__Objective__
Give back exactly the lines starting at the one with "stone clock tower, as integer pixel positions." and ending at the last line of the data below. Pictures are not part of the copy.
============================================================
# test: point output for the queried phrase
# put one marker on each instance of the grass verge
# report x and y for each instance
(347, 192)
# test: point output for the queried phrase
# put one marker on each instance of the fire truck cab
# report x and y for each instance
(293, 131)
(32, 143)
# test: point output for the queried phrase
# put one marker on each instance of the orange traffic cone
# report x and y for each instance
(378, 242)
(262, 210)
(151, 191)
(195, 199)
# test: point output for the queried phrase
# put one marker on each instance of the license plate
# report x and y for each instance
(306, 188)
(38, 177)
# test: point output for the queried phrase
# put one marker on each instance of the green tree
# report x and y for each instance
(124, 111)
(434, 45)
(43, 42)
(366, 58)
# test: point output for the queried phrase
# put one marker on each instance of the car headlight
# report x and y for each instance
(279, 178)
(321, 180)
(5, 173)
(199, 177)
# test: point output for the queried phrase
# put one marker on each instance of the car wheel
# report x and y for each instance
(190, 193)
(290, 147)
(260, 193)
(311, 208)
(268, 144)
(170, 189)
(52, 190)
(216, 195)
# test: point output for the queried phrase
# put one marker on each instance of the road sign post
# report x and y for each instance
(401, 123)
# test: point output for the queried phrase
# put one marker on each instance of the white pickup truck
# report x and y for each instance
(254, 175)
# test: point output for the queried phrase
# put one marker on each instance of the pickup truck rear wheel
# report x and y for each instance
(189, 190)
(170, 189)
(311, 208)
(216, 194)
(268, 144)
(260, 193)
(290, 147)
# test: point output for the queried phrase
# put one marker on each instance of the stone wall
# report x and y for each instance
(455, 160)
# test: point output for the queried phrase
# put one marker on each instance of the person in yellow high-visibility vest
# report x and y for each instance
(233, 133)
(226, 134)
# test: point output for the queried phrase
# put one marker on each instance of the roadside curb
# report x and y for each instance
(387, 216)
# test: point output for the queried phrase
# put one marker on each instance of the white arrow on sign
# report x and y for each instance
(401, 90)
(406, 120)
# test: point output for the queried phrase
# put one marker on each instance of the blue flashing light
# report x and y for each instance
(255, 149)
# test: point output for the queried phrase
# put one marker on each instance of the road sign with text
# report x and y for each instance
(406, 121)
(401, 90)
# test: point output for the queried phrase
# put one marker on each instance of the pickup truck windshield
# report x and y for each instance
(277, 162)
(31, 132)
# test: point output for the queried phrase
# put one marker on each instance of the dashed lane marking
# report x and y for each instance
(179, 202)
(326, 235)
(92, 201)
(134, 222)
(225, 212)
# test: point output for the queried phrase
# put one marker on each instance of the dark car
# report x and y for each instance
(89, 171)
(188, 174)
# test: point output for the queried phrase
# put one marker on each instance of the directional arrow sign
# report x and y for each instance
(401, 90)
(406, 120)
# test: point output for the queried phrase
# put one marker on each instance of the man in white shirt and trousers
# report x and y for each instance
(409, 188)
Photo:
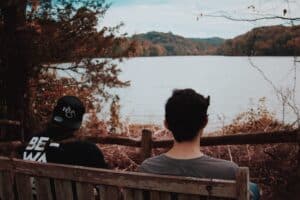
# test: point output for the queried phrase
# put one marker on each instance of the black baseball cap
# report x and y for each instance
(68, 112)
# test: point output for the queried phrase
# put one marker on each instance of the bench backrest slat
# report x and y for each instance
(84, 191)
(109, 182)
(23, 187)
(63, 189)
(43, 188)
(6, 183)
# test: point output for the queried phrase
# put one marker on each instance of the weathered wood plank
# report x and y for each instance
(84, 191)
(125, 179)
(165, 196)
(242, 181)
(113, 192)
(7, 184)
(236, 139)
(138, 195)
(63, 189)
(43, 189)
(128, 194)
(154, 195)
(187, 197)
(23, 187)
(9, 122)
(102, 192)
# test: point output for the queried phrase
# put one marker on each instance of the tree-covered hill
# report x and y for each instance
(166, 44)
(264, 41)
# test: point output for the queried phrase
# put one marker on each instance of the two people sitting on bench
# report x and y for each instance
(48, 146)
(186, 117)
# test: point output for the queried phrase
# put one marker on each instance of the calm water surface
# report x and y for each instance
(232, 83)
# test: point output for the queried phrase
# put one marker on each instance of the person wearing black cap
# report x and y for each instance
(48, 146)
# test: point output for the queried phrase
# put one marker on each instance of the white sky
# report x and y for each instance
(180, 16)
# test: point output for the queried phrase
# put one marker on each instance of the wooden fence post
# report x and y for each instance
(146, 144)
(242, 181)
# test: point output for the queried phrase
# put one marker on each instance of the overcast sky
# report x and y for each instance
(180, 16)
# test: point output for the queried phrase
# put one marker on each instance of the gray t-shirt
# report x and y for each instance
(202, 167)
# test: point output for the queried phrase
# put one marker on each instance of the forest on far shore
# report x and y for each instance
(263, 41)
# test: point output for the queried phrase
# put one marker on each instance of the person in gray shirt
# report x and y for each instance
(186, 117)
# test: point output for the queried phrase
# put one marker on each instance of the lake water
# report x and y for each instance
(232, 83)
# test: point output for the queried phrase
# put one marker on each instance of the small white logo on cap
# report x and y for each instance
(69, 113)
(58, 119)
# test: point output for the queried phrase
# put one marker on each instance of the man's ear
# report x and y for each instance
(205, 121)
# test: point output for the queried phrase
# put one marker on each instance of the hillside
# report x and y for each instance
(264, 41)
(166, 44)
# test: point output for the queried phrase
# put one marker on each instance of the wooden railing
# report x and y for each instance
(146, 143)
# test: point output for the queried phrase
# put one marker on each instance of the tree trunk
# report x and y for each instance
(14, 65)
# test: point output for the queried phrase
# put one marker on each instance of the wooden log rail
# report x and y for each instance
(5, 122)
(237, 139)
(146, 143)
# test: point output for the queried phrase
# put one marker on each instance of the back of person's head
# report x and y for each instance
(186, 114)
(68, 113)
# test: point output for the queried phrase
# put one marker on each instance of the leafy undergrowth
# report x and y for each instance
(272, 166)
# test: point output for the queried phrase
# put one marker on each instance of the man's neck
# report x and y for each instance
(185, 150)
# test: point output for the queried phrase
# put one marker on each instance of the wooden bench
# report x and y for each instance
(74, 182)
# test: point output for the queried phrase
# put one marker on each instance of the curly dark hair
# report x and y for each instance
(186, 114)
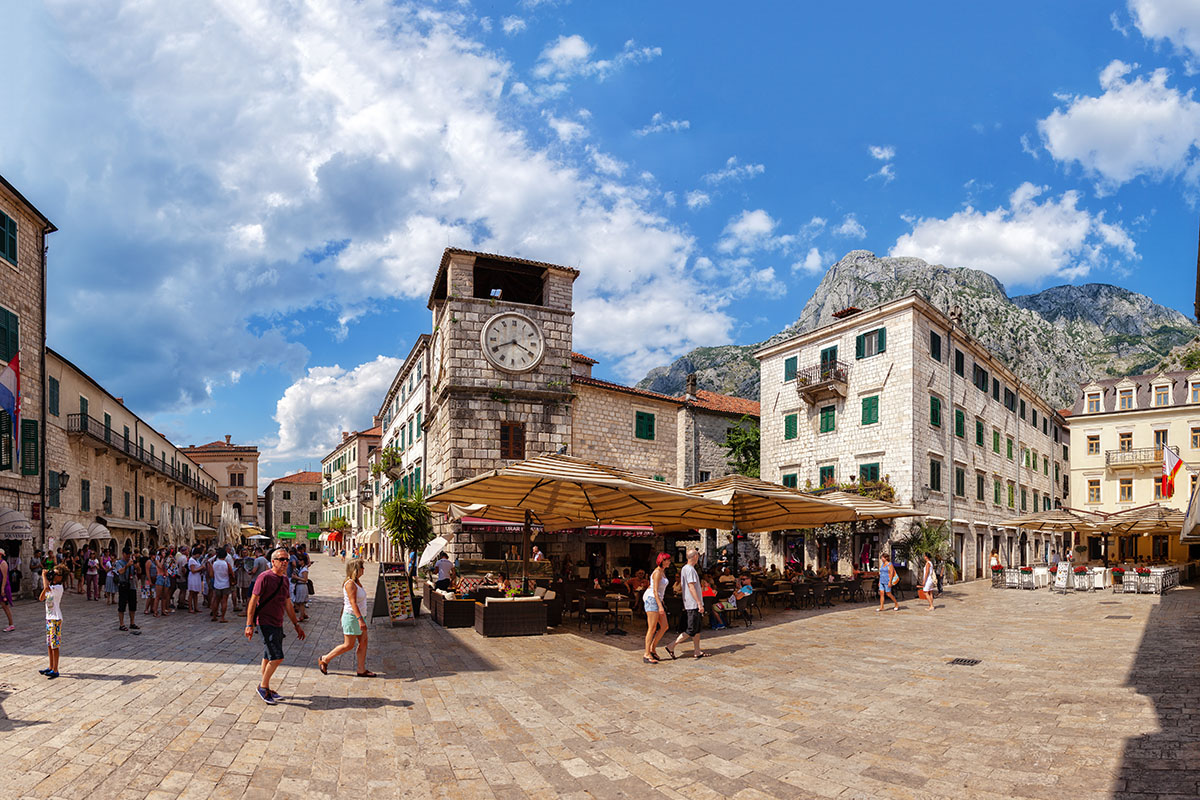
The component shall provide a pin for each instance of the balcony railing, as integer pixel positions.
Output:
(1135, 457)
(100, 432)
(822, 382)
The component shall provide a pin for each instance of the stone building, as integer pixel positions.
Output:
(346, 486)
(901, 394)
(292, 506)
(112, 479)
(1119, 429)
(23, 230)
(235, 470)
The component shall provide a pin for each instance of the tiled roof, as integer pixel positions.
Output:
(726, 403)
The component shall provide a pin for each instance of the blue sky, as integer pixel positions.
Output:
(253, 196)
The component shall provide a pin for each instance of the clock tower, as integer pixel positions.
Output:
(501, 364)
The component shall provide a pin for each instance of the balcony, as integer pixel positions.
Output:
(1135, 458)
(123, 449)
(823, 382)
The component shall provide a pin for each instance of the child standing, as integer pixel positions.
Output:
(52, 595)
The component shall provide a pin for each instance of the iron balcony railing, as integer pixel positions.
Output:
(1137, 456)
(118, 441)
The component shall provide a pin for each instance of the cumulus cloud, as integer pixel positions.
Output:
(1035, 238)
(324, 402)
(1138, 127)
(343, 151)
(735, 172)
(850, 228)
(660, 124)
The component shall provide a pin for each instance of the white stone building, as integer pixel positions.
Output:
(901, 394)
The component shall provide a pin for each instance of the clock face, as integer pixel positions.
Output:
(513, 342)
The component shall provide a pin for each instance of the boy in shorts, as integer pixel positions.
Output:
(52, 595)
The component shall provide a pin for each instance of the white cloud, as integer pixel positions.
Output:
(1023, 244)
(343, 151)
(1138, 127)
(850, 228)
(735, 172)
(315, 409)
(571, 55)
(1176, 20)
(660, 124)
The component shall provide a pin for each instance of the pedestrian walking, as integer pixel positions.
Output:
(52, 595)
(693, 606)
(354, 631)
(269, 602)
(655, 609)
(888, 578)
(927, 582)
(6, 591)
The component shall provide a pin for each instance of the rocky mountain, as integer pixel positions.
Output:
(1054, 340)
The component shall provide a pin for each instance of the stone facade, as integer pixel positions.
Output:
(117, 469)
(23, 318)
(913, 411)
(293, 503)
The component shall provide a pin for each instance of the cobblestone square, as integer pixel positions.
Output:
(1083, 696)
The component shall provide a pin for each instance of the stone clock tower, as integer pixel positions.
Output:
(499, 364)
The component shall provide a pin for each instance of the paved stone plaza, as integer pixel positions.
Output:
(1084, 696)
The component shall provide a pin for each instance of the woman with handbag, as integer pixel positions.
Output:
(888, 578)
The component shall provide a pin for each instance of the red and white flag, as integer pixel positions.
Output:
(1171, 464)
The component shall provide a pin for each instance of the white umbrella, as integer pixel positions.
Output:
(431, 551)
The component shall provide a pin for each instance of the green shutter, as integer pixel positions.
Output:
(29, 451)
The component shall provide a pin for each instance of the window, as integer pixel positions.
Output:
(7, 241)
(870, 343)
(871, 409)
(513, 438)
(825, 476)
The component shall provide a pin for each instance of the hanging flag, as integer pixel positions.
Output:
(10, 401)
(1171, 464)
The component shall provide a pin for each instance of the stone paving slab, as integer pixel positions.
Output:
(833, 703)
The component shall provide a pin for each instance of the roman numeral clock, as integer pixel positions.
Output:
(513, 342)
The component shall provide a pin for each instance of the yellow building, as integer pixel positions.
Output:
(1119, 428)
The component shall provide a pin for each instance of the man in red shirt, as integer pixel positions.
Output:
(268, 602)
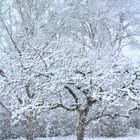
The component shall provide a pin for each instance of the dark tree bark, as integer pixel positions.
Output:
(81, 125)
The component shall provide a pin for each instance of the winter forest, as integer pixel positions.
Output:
(69, 69)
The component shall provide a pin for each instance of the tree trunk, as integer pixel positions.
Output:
(81, 125)
(29, 132)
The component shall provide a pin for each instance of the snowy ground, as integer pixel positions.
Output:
(74, 138)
============================================================
__Solution__
The component shall provide a pin for each instance of the stone clock tower, as integer pixel positions.
Output:
(499, 364)
The component shall provide a pin for each instance of the paved stone plaza, as integer pixel positions.
Output:
(1084, 696)
The component shall provide a pin for each instance of the woman with handbag, as integer pixel positions.
Output:
(888, 578)
The component shall provide a pin for each instance of the red and white flag, as integer pixel positions.
Output:
(1171, 464)
The component shall provide a pin for each instance of the white umbrella, as integer pixel positions.
Output:
(431, 551)
The component shall provide a pin for each instance of the green shutter, as integer pixel positions.
Output:
(29, 451)
The component shall provide a pin for each instance of the window, as integer pixel positions.
Output:
(7, 241)
(870, 343)
(871, 409)
(513, 438)
(825, 476)
The component shall provide a pin for each instance of the hanging flag, as integer pixel positions.
Output:
(10, 401)
(1171, 464)
The component shall provide a pin for each instance of the stone paving slab, as integer pixel positions.
Output:
(833, 703)
The component shall provide a pin for each instance of the roman numeral clock, as integer pixel positions.
Output:
(513, 342)
The component shall provide a pin for each instance of the yellow building, as integer pixel positions.
Output:
(1119, 428)
The component shall provide a pin for each instance of the man in red shirt, as integer pixel positions.
Output:
(268, 602)
The component shall provide a pin for each instance of the dark tree bark, as integer pixel positions.
Output:
(81, 125)
The component shall provide a pin for each instance of the winter forest, as integer pixel positions.
Output:
(69, 69)
The component shall provide a pin for each instance of the tree trunk, as integer pixel positions.
Output:
(81, 125)
(29, 132)
The component shall provide a pin for each instance of the snowy ground, as integer pixel positions.
Output:
(74, 138)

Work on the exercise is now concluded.